◆ Challenge ◆
Translate this sentence from the forum thread on tethering below into Spanish: "I'm a long term T-Mobile user, and I'll be leaving them the second my contract expires."

* START Supplied text *

Does anyone actually take any notice of that clause? My mobile data allowance pretty much goes 100% on a tethered connection to my laptop. Can the network operator even tell the difference between using a laptop to browse and the phone's own browser?
take notice of tethering ?
"Does anyone actually take any notice ..." Yes I did, and never with any intention of following it. But the anti-tethering clause did cause the loss of trust, now clearly justified by the data cap reduction, which had already resulted in my going elsewhere.
"Can the network operator even tell the difference between using a laptop to browse and the phone's own browser?"
In most cases yes, if they are willing to inspect and pattern match the HTTP (and other protocol) packet request headers sent by the client software, where laptop network client programs will identify themselves differently from mobile phone clients which do the same kind of job. Smart and knowledgeable users will be able to disguise this evidence of course e.g. by configuring browser options and using VPNs, but most users won't be bothered to do this.
What seems likely to have happened is this: The marketing guys asked the technical guys, "can we tell the difference if we have to" and the technical guys said "yes". But push would have came to shove due to more rapid growth than predicted in oversold data use and evidence of this being down to widespread tethering. So it's likely the technical guys were then asked to quantify the costs of filtering and active traffic management, and the extent to which customers would be pissed off if tethered traffic were to be limited. The marketing guys would have then chickened out and decided (possibly wrongly) that reducing caps would be less painful than using technical measures against (most) tethering. The technical guys would probably have advised the marketing guys that if technical measures were to be implemented against tethering that these would be bypassed in relatively short order by users learning how to disguise and conceal tethered traffic.
Your first post is very revealing, Shill much?
I wish the paid PR shills would fuck right off.
I'm a long term T-Mobile user, and I'll be leaving them the second my contract expires.
The network merger with Orange has been an abortion.
Service and coverage is crap and not a patch on what it used to be.
TBH I'd be staggered if anyone could even manage to get 3GB of download in a month from the constantly dropping and slow 3G service offered by t-mobile.
"Why should I have to wait for my email because everyone else around me is streaming video from the 'net?" - when I've paid a premium for my data usage, why should I have to wait cause this service has been over subscribed?
No astroturf please
Possibly as T mobile has been happily flogging phones with stuff like apps for you tube etc. You cant seriously sell handsets with apps installed and then castigate your user base for actually using them! I'm not a customer of this network, and never will be if this is a sample of the way this stupidly named shower is going to be run - My options for the future just reduced by one - well 2 if you look at the merger.

* END Supplied text *
* START Provided data *

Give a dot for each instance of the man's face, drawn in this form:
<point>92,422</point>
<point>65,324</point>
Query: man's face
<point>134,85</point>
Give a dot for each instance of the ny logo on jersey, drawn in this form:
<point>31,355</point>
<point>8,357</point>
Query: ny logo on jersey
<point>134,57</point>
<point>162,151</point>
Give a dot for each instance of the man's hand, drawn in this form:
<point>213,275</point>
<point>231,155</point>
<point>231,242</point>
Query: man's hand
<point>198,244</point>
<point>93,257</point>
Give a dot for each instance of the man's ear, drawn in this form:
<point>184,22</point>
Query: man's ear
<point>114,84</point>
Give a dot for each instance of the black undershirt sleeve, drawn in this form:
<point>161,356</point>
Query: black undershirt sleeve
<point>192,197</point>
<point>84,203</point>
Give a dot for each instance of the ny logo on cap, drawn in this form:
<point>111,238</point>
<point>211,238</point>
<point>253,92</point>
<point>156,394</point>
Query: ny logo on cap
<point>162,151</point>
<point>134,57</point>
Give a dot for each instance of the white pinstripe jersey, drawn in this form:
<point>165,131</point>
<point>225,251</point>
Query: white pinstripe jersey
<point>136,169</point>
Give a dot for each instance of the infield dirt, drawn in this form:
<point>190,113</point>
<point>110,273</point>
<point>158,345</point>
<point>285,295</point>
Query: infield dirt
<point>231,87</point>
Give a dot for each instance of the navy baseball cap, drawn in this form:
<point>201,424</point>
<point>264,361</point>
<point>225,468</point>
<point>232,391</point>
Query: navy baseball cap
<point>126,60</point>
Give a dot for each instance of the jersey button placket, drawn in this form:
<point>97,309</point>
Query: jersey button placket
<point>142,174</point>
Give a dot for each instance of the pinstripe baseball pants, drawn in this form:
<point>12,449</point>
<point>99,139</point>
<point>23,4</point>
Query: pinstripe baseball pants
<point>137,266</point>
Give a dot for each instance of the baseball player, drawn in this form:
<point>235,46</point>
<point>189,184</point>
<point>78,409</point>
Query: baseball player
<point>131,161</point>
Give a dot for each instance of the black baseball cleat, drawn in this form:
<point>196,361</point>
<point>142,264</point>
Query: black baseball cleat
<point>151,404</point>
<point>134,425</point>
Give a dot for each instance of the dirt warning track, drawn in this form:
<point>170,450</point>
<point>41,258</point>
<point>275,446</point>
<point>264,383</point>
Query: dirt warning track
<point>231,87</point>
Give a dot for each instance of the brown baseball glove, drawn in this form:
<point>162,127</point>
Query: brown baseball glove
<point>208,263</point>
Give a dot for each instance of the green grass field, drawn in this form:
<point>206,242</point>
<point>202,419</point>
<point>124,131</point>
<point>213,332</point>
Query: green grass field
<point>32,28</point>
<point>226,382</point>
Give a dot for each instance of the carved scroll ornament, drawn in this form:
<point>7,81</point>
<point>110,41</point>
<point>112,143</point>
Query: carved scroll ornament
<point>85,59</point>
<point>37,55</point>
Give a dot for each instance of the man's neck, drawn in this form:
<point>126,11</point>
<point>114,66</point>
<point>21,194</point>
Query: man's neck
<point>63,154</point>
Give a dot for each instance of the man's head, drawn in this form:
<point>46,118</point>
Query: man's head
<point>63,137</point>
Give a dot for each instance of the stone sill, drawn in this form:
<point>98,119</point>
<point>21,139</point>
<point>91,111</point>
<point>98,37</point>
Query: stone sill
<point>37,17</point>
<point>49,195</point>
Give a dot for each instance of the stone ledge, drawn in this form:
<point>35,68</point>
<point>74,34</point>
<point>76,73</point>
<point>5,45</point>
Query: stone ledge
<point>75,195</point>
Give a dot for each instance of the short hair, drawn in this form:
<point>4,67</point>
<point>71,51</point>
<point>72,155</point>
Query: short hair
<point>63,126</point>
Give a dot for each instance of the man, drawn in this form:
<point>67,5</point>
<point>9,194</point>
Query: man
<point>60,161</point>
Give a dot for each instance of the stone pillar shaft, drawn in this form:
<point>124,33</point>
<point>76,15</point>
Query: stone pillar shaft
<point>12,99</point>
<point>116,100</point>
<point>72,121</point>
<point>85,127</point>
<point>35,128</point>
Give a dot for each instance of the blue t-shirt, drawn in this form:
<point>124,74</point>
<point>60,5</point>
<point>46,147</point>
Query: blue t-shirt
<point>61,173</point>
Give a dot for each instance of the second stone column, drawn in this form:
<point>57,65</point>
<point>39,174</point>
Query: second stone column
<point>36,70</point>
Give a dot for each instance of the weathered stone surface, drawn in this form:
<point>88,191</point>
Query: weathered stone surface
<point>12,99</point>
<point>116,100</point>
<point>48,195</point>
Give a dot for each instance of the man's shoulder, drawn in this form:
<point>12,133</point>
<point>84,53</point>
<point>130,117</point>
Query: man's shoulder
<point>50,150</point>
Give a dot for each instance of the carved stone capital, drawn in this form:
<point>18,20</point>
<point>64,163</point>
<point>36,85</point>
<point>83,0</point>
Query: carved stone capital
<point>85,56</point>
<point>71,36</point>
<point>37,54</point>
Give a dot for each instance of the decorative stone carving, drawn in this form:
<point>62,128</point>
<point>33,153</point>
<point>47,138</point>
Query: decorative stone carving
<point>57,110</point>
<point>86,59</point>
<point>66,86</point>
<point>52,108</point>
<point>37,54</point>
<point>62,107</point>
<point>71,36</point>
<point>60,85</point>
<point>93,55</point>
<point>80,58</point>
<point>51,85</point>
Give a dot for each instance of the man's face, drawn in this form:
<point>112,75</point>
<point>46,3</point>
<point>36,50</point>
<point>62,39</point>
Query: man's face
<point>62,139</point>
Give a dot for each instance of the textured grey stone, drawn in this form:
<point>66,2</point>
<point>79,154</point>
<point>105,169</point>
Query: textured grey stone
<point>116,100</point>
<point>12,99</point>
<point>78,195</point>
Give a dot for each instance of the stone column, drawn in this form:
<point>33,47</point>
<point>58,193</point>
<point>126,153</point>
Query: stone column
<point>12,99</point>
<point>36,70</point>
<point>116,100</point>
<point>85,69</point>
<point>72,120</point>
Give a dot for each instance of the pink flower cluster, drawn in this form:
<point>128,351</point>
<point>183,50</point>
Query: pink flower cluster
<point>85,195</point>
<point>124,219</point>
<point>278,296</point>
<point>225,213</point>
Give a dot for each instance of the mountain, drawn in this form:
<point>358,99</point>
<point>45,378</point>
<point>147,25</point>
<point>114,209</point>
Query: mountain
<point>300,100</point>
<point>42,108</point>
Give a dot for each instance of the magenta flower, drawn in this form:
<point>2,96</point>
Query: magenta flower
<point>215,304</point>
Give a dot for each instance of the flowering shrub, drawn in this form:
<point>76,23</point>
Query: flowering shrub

* END Provided data *

◆ Response for this exercise ◆
Soy usuario de T-Mobile desde hace mucho tiempo, y los dejaré en cuanto venza mi contrato.